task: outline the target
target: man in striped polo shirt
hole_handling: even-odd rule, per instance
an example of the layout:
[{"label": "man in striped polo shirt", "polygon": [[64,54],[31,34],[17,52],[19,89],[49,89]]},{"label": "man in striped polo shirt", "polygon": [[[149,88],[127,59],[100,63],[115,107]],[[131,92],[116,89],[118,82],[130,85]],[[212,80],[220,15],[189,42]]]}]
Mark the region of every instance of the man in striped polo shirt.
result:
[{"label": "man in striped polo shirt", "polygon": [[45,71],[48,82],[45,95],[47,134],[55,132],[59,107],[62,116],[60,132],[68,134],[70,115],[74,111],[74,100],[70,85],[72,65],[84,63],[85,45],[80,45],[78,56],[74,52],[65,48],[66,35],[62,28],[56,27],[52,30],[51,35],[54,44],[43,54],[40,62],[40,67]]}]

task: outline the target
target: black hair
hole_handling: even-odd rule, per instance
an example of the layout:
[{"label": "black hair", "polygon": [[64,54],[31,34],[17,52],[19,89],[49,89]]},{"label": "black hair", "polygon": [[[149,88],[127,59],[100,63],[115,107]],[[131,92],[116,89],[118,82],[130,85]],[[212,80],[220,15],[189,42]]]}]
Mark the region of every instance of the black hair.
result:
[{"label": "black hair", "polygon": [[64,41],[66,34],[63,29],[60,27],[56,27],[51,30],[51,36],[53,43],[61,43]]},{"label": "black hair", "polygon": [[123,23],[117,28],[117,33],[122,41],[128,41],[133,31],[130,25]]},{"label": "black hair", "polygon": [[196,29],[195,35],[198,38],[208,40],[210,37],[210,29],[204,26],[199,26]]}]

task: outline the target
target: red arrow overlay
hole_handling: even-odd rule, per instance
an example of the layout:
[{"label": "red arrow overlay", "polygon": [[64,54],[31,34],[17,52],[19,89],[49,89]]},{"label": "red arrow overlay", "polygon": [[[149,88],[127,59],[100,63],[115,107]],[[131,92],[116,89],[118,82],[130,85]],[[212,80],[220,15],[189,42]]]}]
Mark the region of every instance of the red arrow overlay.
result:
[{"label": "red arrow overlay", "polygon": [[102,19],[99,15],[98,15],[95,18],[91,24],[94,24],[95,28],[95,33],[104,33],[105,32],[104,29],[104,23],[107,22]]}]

------------------------------------

YOUR TASK:
Repeat the material above in full, exactly as it stands.

ANSWER TO THIS EXERCISE:
task: outline the target
target: man in striped polo shirt
hole_handling: even-odd rule, per instance
an example of the layout:
[{"label": "man in striped polo shirt", "polygon": [[64,54],[31,34],[17,52],[19,89],[49,89]]},{"label": "man in striped polo shirt", "polygon": [[[149,88],[127,59],[100,63],[115,107]],[[131,92],[116,89],[118,82],[130,85]],[[212,80],[220,15],[189,42]]]}]
Mark the region of every instance of the man in striped polo shirt.
result:
[{"label": "man in striped polo shirt", "polygon": [[45,71],[48,82],[45,95],[47,134],[55,132],[59,107],[62,116],[60,132],[68,134],[70,115],[74,111],[74,100],[70,85],[72,65],[84,63],[85,45],[80,45],[78,56],[74,52],[65,48],[66,35],[62,28],[56,27],[52,30],[51,35],[54,44],[43,54],[40,62],[40,67]]}]

task: outline the target
target: black hair
hole_handling: even-odd rule, per instance
an example of the layout:
[{"label": "black hair", "polygon": [[64,54],[31,34],[17,52],[19,89],[49,89]]},{"label": "black hair", "polygon": [[[149,88],[127,59],[100,63],[115,107]],[[131,92],[116,89],[118,82],[130,85]],[[212,80],[220,15],[189,42]]]}]
Mark the region of every instance of the black hair.
result:
[{"label": "black hair", "polygon": [[64,41],[66,34],[63,29],[60,27],[56,27],[51,30],[51,36],[53,43],[61,43]]},{"label": "black hair", "polygon": [[123,23],[117,28],[117,33],[122,41],[128,41],[133,31],[130,25]]},{"label": "black hair", "polygon": [[196,29],[195,35],[198,38],[208,40],[210,37],[210,29],[204,26],[199,26]]}]

task: outline the target
target: red arrow overlay
hole_handling: even-odd rule, per instance
an example of the layout:
[{"label": "red arrow overlay", "polygon": [[64,54],[31,34],[17,52],[19,89],[49,89]]},{"label": "red arrow overlay", "polygon": [[[149,88],[127,59],[100,63],[115,107]],[[131,92],[116,89],[118,82],[130,85]],[[212,80],[220,15],[189,42]]]}]
Mark the region of every instance of the red arrow overlay.
result:
[{"label": "red arrow overlay", "polygon": [[102,19],[99,15],[98,15],[95,18],[91,24],[94,24],[95,28],[95,33],[104,33],[105,32],[104,29],[104,23],[107,22]]}]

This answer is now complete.